• [Sezione del documento]
All’alba del 2006 gli economisti internazionali coniarono un acronimo per indicare una serie di Paesi che, all’epoca, condividevano una situazione economica in via di sviluppo riscontrabile in una decisa crescita del loro prodotto interno lordo e nell’abbondanza di risorse naturali.

Il rapido tramonto dei Brics

I BRICS, cioè Brasile, Russia, India, Cina e Sud Africa, avevano letteralmente ipnotizzato il mondo. La maggior parte delle previsioni era concorde nel ritenere che questo gruppo di nazioni avrebbe conquistato quote sempre più grandi nel commercio mondiale. Il trucco del successo dei BRICS, ai quali si sarebbe poi idealmente aggiunta anche la Turchia, consisteva nel costruire un sistema commerciale globale a colpi di accordi bilaterali, non basati sul dollaro ma su altre monete.

Il sogno di mezza estate durò il tempo di qualche anno. E il principale problema fu legato alla concezione economicistica che sottendeva l’aggregazione artefatta dei BRICS: l’idea che l’economia potesse farsi unico ordinatore e che la connettività monetaria e finanziaria plasmasse una convergenza tra sistemi così diversi tra loro. Dimenticando la grammatica strategica che vede l’economia come derivata di precise scelte politiche e geo-strategiche.

Brasile e Sud Africa, travolti da problemi diversi, furono i primi ad alzare bandiera bianca e a non mantenere le aspettative. La Russia, tra il peso delle sanzioni e gli aspri dissidi con Stati Uniti e Unione europea, è rimasta congelata a metà del guado. La Cina è invece l’unica nazione BRICS che non solo ha rispettato le previsioni, ma è pure andata oltre diventando (quasi) una potenza a tutto tondo. Non a caso, Pechino rappresentava il termine di paragone per le rimanenti nazioni del ben poco coeso gruppo, tanto che tuttora si parla di crescita “cinese” per indicare il processo di espansione rapida di un’economia in via di sviluppo. E l’India? Come vedremo, si è fin qui rivelata l’emblema del “vorrei ma non posso”.

• [Esercizio assegnato 1]
Moltiplica per 0,95 le coordinate nelle risposte dei record, dalla riga che contiene "Place one marker on each instance of the truck roof." fino all'ultima riga dei record inclusa, e arrotondale all'intero (le metà per eccesso). Riscrivi soltanto queste righe, richieste comprese.

• [Dati dell'esercizio]
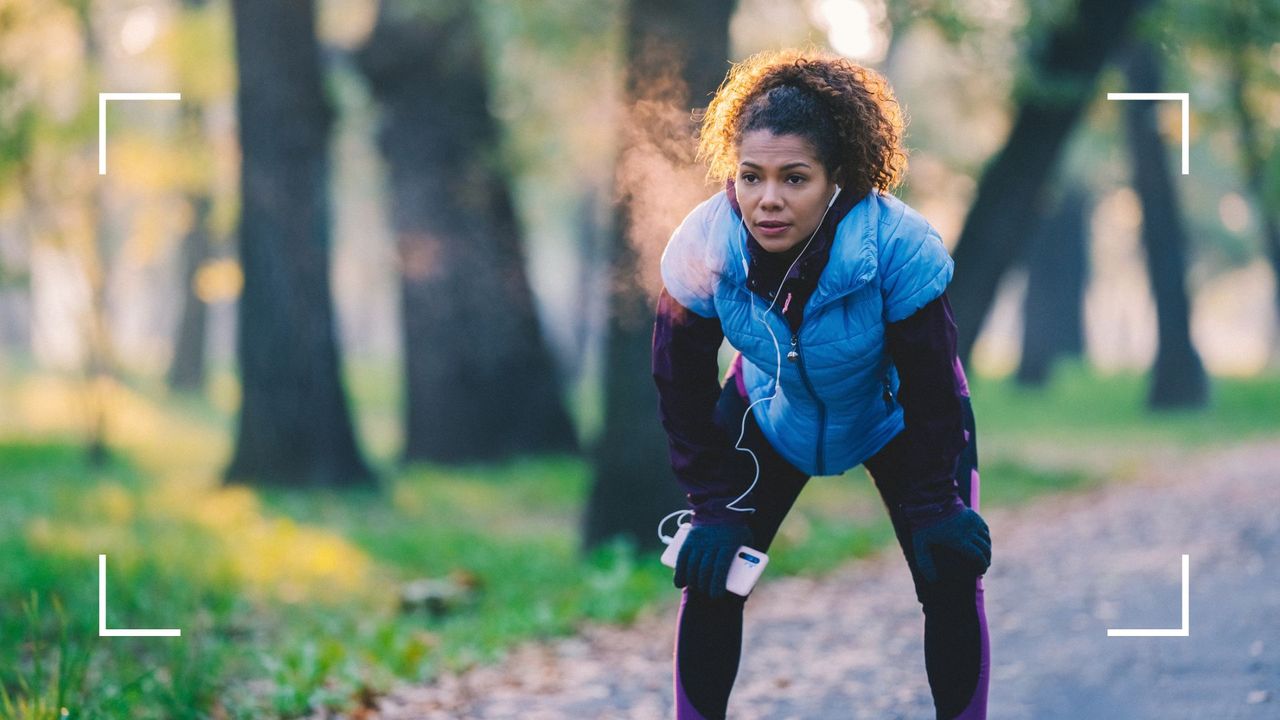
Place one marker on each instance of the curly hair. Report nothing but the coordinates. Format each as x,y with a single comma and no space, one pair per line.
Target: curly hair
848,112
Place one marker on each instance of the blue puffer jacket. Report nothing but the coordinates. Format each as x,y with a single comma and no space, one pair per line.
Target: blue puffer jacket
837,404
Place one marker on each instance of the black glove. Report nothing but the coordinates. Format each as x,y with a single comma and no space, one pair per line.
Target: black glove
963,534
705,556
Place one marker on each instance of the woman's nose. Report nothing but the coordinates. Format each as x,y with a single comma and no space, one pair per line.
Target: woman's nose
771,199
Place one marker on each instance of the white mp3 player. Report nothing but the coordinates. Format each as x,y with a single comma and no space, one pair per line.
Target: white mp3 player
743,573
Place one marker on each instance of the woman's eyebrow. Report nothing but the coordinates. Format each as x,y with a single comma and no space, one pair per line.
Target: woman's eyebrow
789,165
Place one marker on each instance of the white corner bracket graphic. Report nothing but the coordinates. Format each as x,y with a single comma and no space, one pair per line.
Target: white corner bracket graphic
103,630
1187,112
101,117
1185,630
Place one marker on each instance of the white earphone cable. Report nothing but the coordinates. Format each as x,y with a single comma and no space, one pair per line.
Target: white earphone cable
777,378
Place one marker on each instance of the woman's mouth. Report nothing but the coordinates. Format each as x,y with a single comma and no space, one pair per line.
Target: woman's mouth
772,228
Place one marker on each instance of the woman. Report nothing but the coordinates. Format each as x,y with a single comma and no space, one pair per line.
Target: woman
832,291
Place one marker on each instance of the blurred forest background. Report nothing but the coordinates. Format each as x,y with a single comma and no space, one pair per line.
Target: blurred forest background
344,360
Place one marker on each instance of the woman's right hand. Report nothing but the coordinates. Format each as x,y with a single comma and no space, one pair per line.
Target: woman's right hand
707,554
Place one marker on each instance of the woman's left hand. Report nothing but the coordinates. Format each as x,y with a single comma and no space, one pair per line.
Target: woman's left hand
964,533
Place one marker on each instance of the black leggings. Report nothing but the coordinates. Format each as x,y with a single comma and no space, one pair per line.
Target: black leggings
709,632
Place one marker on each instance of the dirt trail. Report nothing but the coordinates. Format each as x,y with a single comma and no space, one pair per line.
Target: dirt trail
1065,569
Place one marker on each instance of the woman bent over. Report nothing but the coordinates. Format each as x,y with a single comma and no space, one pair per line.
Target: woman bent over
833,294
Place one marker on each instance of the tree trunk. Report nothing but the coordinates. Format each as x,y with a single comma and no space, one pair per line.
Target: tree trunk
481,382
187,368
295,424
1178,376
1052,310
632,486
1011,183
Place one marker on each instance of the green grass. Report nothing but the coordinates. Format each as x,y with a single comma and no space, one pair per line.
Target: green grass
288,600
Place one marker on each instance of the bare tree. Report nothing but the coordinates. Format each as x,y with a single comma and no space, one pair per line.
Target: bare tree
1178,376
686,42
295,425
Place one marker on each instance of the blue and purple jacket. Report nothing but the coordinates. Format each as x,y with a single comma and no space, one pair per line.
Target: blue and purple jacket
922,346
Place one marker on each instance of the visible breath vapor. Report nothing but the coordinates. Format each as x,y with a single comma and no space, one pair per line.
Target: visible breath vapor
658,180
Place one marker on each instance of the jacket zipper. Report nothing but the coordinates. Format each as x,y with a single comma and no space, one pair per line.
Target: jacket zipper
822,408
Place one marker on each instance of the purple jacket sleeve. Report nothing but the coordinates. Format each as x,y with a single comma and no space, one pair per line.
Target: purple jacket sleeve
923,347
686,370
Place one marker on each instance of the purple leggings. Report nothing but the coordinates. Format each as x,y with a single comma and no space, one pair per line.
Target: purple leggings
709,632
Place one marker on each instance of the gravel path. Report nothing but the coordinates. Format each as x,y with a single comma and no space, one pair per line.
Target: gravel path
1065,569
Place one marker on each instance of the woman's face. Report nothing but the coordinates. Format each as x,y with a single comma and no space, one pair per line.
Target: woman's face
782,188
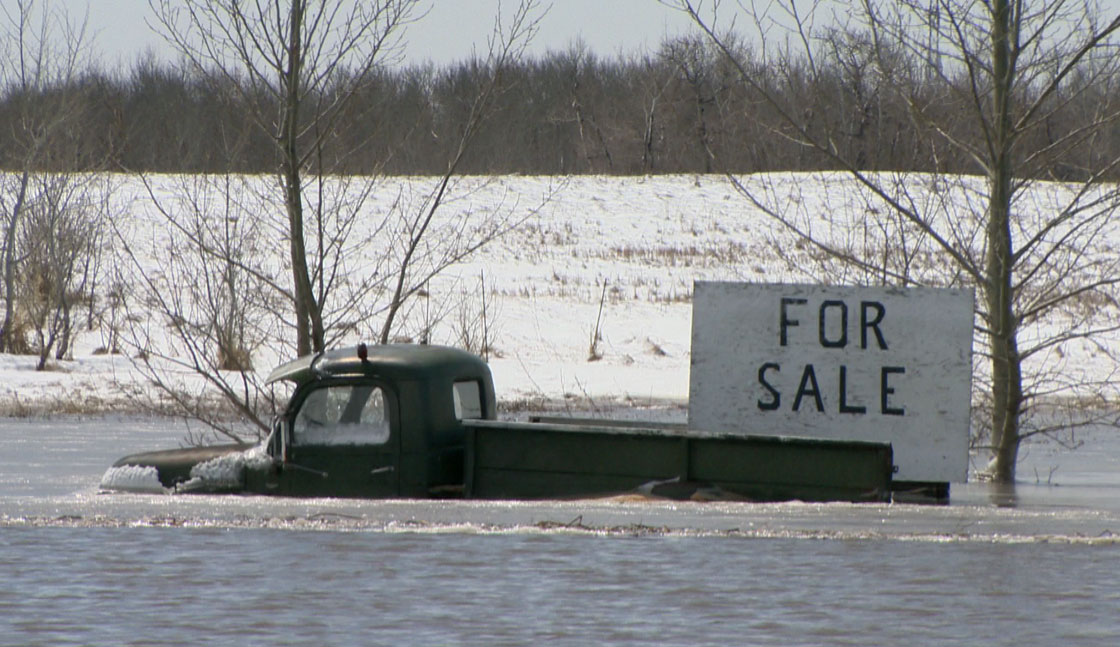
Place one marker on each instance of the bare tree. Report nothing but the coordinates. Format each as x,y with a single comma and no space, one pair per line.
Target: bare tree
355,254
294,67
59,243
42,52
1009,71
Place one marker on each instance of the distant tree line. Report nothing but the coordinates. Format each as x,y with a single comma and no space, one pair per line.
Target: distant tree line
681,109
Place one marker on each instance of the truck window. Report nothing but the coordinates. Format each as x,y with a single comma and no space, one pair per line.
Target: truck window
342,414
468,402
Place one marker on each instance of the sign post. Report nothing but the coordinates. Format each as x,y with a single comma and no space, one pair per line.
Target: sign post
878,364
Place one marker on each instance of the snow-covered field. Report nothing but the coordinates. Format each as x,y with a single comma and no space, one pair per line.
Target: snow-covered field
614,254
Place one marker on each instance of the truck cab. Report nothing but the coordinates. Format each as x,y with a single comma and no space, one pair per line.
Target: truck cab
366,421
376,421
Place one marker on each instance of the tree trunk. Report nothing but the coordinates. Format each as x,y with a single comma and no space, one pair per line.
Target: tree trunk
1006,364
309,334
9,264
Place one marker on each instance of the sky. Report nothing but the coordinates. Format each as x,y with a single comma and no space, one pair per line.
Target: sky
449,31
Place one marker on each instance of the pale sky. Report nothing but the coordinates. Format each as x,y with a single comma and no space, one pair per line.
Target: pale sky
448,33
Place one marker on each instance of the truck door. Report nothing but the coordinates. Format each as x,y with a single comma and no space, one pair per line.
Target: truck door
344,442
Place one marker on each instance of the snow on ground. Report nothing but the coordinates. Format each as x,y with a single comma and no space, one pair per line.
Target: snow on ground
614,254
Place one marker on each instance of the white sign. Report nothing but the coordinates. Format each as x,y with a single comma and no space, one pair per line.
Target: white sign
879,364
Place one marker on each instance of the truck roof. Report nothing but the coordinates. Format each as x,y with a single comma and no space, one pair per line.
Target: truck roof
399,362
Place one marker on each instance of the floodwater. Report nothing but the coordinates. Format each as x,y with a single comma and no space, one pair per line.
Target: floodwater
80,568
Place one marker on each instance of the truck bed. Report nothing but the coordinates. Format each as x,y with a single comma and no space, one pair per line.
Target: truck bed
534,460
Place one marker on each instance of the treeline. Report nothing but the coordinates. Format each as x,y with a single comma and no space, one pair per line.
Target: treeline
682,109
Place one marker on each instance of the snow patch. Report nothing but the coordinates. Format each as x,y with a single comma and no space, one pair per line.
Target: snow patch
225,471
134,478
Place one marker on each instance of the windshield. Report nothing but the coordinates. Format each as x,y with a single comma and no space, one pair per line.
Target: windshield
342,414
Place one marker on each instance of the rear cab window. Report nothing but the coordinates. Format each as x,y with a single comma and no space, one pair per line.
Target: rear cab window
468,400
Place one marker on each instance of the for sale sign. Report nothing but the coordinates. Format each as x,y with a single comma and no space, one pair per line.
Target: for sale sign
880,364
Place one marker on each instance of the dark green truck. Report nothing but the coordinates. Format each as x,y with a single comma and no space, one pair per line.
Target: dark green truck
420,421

• [Esercizio assegnato 2]
Ripeti senza alcuna modifica il passo dell'articolo sui BRICS da "I BRICS, cioè" fino a "su altre monete." compreso.

• [Risposta finale 1]
Place one marker on each instance of the truck roof. Report nothing but the coordinates. Format each as x,y with a single comma and no space, one pair per line.
Target: truck roof
379,344
Place one marker on each instance of the floodwater. Report nothing but the coordinates. Format each as x,y with a single comma and no space, one pair per line.
Target: floodwater
76,540
Place one marker on each instance of the truck bed. Report nothing but the coordinates. Format each as x,y with a single comma and no space, one pair per line.
Target: truck bed
507,437
Place one marker on each instance of the treeline. Report nothing but the coordinates. Format each as x,y with a single comma and no space, one pair per line.
Target: treeline
648,104
Place one marker on each instance of the snow patch. Report nothing but the coordinates. Format each as x,y with a single comma and no space, one pair per line.
Target: snow patch
214,447
127,454
Place one marker on each instance of the windshield. Report nothing but the coordinates. Format each as x,y with a single comma and no space, one pair per line.
Target: windshield
325,393
Place one marker on each instance of the rear cab window. Report nothing but the coordinates. Format each as x,y with a single comma and no space, one pair per line.
Target: rear cab window
445,380
Place one marker on each instance of the for sale sign. Report nothing but the coordinates. Format each as x,y with a single comma and no space, one pair per line.
Target: for sale sign
836,346
Place one marker on each instance of the dark green truck. Report nothing but the coordinates. Format each as x,y with a single comma and no space, one pair per line.
Target: dark green truck
399,400

• [Risposta finale 2]
I BRICS, cioè Brasile, Russia, India, Cina e Sud Africa, avevano letteralmente ipnotizzato il mondo. La maggior parte delle previsioni era concorde nel ritenere che questo gruppo di nazioni avrebbe conquistato quote sempre più grandi nel commercio mondiale. Il trucco del successo dei BRICS, ai quali si sarebbe poi idealmente aggiunta anche la Turchia, consisteva nel costruire un sistema commerciale globale a colpi di accordi bilaterali, non basati sul dollaro ma su altre monete.